Bölge işaretleme girdileri
============================================================
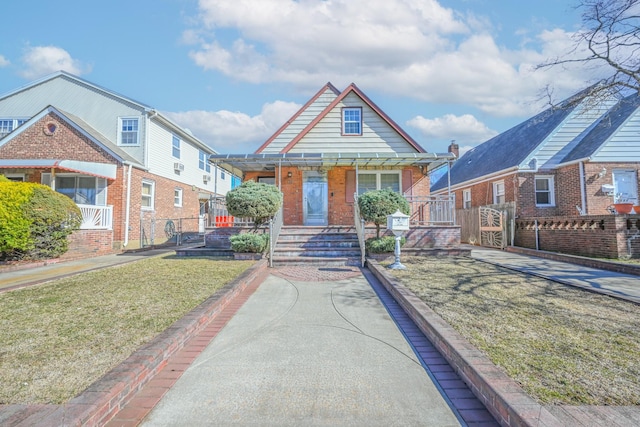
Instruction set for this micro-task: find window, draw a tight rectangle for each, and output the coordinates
[462,190,471,209]
[358,171,400,194]
[535,176,556,206]
[141,181,155,210]
[198,151,211,172]
[493,181,506,205]
[342,108,362,135]
[54,174,107,206]
[171,135,180,159]
[120,119,138,145]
============================================================
- _Gereksinimler_
Tüm öğelerdeki satırları "window" kelimesini "door" ile değiştirerek, geri kalan her şeyi aynen bırakıp yeniden yazın. Resimleri cevaba almayın.

- _Görev çıktısı_
Instruction set for this micro-task: find door, draw a tight rectangle for each, and output the coordinates
[462,190,471,209]
[358,171,400,194]
[535,176,556,206]
[141,181,155,210]
[198,151,211,172]
[493,181,506,205]
[342,108,362,135]
[54,174,107,206]
[171,135,180,159]
[120,119,138,145]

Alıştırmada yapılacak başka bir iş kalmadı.